Short problem: Change "Put a marker" to "Place a point" throughout the records below, and reproduce every line otherwise unchanged.

Data shown start

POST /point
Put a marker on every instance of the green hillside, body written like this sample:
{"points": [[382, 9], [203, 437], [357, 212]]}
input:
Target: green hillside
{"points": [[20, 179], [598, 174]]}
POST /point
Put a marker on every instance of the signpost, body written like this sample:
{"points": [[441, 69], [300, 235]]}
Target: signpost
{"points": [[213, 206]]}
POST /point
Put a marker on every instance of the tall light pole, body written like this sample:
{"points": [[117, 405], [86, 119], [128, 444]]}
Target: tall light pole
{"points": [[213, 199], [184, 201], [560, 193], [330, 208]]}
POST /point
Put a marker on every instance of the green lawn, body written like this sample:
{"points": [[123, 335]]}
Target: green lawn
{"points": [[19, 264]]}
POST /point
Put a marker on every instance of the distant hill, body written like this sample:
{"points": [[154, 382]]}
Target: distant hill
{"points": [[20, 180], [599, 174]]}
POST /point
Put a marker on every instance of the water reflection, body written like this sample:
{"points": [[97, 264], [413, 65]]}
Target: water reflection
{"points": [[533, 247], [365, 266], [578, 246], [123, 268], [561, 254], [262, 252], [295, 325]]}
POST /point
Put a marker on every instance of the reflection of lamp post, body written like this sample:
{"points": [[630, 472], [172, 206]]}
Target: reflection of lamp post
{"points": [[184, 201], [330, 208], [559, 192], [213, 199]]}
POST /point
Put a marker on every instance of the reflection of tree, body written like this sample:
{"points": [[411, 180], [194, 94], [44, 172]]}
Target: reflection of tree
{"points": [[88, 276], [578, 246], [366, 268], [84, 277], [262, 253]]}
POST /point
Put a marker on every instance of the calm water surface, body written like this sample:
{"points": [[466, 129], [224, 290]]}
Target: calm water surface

Data shown end

Result for this task:
POST /point
Place a point on every instance of the green hillside, body written like this sample:
{"points": [[382, 9], [203, 437], [357, 212]]}
input:
Target: green hillside
{"points": [[20, 179], [598, 174]]}
POST /point
Place a point on every instance of the signpost, body written like this sample:
{"points": [[441, 69], [300, 235]]}
Target: signpost
{"points": [[213, 206]]}
POST /point
Place a point on every instance of the tall light pole, body written like this sample:
{"points": [[117, 405], [86, 119], [128, 444]]}
Target: tall light pole
{"points": [[213, 199], [184, 201], [560, 193], [330, 208]]}
POST /point
Place a point on every instance of the green lawn, body written like this sample:
{"points": [[123, 335]]}
Target: green lawn
{"points": [[19, 264]]}
POST /point
Place a point on every instance of the distant hill, body written like this sample:
{"points": [[154, 382]]}
Target: distant hill
{"points": [[20, 180], [599, 174]]}
POST /point
Place a point on every instance of the water reflection, body written like this sample:
{"points": [[97, 264], [413, 65]]}
Target: water reflection
{"points": [[533, 247], [365, 266], [578, 246], [123, 268], [561, 254], [262, 252], [295, 325]]}
POST /point
Place a point on every instance of the reflection of lamp post, body written like this sample:
{"points": [[630, 472], [172, 206]]}
Target: reflection of lamp post
{"points": [[184, 201], [330, 208], [559, 192], [213, 199]]}
POST /point
Place a point on every instance of the reflection of tree, body written like this sample:
{"points": [[411, 180], [194, 94], [44, 172]]}
Target: reflection of tree
{"points": [[88, 276], [578, 246], [366, 268], [84, 277], [262, 253]]}
POST /point
Place a point on every instance of the calm water surface, body written like this sample:
{"points": [[466, 129], [224, 290]]}
Target: calm water surface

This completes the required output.